PROMPT:
Render the material below as a numbered list, beginning with the line that contains "Isolate any visible finger." and running through the last line of the material. Leave out any blank lines.

DATA IN THIS EXERCISE:

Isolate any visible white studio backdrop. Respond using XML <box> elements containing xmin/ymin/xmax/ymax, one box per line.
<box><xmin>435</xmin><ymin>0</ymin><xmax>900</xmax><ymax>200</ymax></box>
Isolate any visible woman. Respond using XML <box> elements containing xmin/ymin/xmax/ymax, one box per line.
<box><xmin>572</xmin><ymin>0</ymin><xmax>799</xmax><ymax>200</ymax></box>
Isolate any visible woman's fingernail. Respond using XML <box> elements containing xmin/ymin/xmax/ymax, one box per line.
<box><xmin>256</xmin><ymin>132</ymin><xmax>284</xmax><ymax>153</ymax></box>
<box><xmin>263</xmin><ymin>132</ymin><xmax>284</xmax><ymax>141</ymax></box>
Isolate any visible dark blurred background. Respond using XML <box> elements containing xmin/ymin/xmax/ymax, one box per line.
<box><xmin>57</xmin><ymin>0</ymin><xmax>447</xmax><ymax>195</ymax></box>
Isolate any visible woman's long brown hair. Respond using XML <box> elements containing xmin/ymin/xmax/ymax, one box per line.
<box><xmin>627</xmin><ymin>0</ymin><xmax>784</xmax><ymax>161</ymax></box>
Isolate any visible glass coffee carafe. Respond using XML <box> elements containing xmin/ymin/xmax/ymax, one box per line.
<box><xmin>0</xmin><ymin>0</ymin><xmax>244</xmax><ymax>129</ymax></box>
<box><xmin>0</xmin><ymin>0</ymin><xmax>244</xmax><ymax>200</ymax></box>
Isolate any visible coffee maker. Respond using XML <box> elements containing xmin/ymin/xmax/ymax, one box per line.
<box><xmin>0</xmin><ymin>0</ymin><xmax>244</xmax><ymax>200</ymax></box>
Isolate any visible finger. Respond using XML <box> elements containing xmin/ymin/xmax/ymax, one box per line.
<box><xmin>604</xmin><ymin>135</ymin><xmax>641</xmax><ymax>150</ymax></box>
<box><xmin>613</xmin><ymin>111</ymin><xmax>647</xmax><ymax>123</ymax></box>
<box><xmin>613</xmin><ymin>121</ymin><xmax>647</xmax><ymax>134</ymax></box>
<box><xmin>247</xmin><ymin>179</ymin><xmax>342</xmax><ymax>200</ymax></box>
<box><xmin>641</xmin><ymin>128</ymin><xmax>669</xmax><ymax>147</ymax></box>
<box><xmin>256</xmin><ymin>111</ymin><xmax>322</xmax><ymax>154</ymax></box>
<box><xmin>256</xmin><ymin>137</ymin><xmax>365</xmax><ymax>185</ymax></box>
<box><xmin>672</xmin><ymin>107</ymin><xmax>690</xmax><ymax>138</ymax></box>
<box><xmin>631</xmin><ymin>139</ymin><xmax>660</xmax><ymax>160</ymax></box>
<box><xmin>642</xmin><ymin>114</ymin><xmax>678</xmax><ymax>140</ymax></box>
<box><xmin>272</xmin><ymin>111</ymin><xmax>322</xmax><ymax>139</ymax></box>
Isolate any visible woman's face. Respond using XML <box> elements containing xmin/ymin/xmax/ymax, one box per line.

EXERCISE RESPONSE:
1. Isolate any visible finger. Respond using XML <box> elements containing xmin/ymin/xmax/ymax, one box per line.
2. <box><xmin>604</xmin><ymin>135</ymin><xmax>641</xmax><ymax>150</ymax></box>
3. <box><xmin>613</xmin><ymin>111</ymin><xmax>647</xmax><ymax>123</ymax></box>
4. <box><xmin>613</xmin><ymin>121</ymin><xmax>647</xmax><ymax>134</ymax></box>
5. <box><xmin>247</xmin><ymin>179</ymin><xmax>342</xmax><ymax>200</ymax></box>
6. <box><xmin>641</xmin><ymin>128</ymin><xmax>669</xmax><ymax>147</ymax></box>
7. <box><xmin>256</xmin><ymin>111</ymin><xmax>322</xmax><ymax>154</ymax></box>
8. <box><xmin>256</xmin><ymin>137</ymin><xmax>365</xmax><ymax>185</ymax></box>
9. <box><xmin>672</xmin><ymin>107</ymin><xmax>690</xmax><ymax>138</ymax></box>
10. <box><xmin>631</xmin><ymin>139</ymin><xmax>660</xmax><ymax>160</ymax></box>
11. <box><xmin>642</xmin><ymin>114</ymin><xmax>678</xmax><ymax>140</ymax></box>
12. <box><xmin>272</xmin><ymin>111</ymin><xmax>322</xmax><ymax>139</ymax></box>
13. Isolate any visible woman's face. Respond using XML <box> elements containing xmin/ymin/xmax/ymax, one box per line.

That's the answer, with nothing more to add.